::: TEXT
(Closed) Totally lost it yesterday :(

posted 5 years ago in Waiting
Post # 3
847 posts
Busy bee
  • Wedding: December 2015



Okay, chill. I think you need a take a spot back, relax and breathe. You’re getting yourself worked up into an awful state over nothing really. 




What is the rush to move in with your boyfriend? You guys have been together for two years, and of you’re sure that you want to be together for a lifetime then why do you have to do everything now? 




You said that there’s a nineteen year age difference, and I’m guessing that you’re the one who is nineteen years younger. You said you’ve never had roommates before, or shared a flat. I’m assuming that means that you haven’t lived with a boyfriend? 




I don’t think he’s ready for you to move in with him, and him being apathetic about your future together is his way of telling you that. It’s so important you don’t brush off the signs that he’s clearly not ready for the next step as just ‘him being a man’ because men are also humans with the same emotional range as women.  




This could be a problem financially too. You said that you’d be paying 3/4 of the flatmates’ rent if you moved in. You said yourself you’re worried about finding a job. What if you don’t get one? Who’s going to pay the rent? What if you guys break up and he needs three people ASAP? What then? 


I know it’s difficult to accept that it’s not going to happen soon, because it is frustrating when you feel like you’re so ready you could just burst, but he’s not interested. I know. But I’ve seen so many friends marry apathetic men, only to divorce a few years later because their husbands freak out because all of the cold feet and emotional pressure has finally bubbled to the surface.
It’s not healthy to push a partner into a big step in your relationship.
My advice to you would be to rent a flat with a few other people. Sign a short term lease, six months or a year. See how you like living with other people. Then, if you BOTH feel like you could make it work, talk with your boyfriend about moving in. 


I do feel that if he doesn’t seem to want to talk about a future, you might have a chat abut your relationship and the direction it’s heading in. 

Post # 5
2523 posts
Sugar bee
  • Wedding: December 2012

I’m sorry you’re feeling this way.

It might be that your guy is a “perpetual bachelor.” If he is always shooting down every talk you want to have about the future, he may just be happy with dating, but never settling down. Constant rejection will eventually build resentment, and being that you are 27, if you are seriously wanting children, he needs to take your desires seriously. If he can’t have an adult conversation regarding the future, then I would suggest perhaps cutting your losses and moving towards a relationship that is fulfilling for you.

Because honestly, a man that is crazy about a woman and wants to build a future with her isn’t going to make it this difficult on her.

Take care.
::::::
::: GIVEN ENTRIES
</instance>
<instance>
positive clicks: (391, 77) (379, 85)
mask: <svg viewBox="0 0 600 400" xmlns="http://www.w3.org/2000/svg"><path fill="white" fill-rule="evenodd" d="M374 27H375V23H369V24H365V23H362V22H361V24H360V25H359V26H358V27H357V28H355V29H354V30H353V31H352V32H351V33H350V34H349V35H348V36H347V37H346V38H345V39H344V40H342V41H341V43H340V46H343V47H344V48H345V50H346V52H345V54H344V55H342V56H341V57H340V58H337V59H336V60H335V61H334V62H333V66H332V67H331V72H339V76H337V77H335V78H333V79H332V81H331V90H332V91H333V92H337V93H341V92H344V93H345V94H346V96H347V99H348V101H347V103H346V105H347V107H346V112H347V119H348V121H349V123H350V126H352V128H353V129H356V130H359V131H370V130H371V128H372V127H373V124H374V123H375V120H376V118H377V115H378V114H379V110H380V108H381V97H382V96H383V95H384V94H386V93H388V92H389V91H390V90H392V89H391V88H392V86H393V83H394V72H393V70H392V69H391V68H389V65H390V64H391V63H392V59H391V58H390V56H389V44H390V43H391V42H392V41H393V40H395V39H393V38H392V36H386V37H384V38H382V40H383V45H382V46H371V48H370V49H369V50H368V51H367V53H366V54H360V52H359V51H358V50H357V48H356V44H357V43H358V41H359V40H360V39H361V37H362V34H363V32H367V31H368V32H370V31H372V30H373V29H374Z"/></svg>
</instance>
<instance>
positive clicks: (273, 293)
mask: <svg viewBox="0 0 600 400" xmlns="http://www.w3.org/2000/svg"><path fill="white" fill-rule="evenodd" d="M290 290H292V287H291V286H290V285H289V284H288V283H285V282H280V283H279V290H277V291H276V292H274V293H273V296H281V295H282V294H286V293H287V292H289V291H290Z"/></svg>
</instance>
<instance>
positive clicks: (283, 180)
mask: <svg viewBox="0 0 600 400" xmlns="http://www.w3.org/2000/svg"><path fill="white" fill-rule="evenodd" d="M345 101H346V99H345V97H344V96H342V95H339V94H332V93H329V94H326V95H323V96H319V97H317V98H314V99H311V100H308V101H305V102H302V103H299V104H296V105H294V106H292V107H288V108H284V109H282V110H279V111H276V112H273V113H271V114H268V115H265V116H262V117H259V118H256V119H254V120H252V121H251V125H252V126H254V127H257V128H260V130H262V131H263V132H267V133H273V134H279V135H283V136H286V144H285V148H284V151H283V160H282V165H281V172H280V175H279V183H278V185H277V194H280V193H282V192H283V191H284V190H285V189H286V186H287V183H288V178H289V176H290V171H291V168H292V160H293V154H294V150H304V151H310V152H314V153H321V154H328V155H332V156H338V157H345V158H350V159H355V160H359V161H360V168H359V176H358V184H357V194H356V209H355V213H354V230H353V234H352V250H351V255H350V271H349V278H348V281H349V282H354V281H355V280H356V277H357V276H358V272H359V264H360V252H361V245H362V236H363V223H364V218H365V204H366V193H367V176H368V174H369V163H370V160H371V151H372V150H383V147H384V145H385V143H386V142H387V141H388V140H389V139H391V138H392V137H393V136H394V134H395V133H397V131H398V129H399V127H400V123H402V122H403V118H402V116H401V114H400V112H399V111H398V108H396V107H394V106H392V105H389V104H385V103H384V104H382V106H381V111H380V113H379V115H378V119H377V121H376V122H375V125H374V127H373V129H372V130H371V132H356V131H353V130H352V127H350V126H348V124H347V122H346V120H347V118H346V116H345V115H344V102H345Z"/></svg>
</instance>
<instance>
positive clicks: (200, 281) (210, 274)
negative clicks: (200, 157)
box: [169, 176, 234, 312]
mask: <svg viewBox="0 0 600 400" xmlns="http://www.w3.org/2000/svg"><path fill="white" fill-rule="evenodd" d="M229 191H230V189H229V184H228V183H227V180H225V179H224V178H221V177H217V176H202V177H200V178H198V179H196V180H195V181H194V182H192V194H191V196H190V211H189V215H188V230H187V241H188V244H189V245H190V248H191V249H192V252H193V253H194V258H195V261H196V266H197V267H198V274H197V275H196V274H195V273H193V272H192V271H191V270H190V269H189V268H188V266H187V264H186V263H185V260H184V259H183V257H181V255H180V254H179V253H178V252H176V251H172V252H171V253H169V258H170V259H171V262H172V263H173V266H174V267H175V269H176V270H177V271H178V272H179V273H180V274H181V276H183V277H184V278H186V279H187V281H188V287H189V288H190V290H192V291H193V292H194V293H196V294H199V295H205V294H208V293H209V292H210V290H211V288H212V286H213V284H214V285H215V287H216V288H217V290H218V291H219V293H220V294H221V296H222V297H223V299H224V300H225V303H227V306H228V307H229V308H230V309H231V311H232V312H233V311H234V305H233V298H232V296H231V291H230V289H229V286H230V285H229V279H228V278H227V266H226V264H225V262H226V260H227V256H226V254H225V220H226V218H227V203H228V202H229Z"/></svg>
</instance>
::::::
WHAT THE EXERCISE ASKS
Reproduce the forum thread word for word from "You said that there’s" up to and including "ASAP? What then?". You can skip the data; it isn't needed here.

SOLUTION FOR THIS TASK
You said that there’s a nineteen year age difference, and I’m guessing that you’re the one who is nineteen years younger. You said you’ve never had roommates before, or shared a flat. I’m assuming that means that you haven’t lived with a boyfriend? 




I don’t think he’s ready for you to move in with him, and him being apathetic about your future together is his way of telling you that. It’s so important you don’t brush off the signs that he’s clearly not ready for the next step as just ‘him being a man’ because men are also humans with the same emotional range as women.  




This could be a problem financially too. You said that you’d be paying 3/4 of the flatmates’ rent if you moved in. You said yourself you’re worried about finding a job. What if you don’t get one? Who’s going to pay the rent? What if you guys break up and he needs three people ASAP? What then?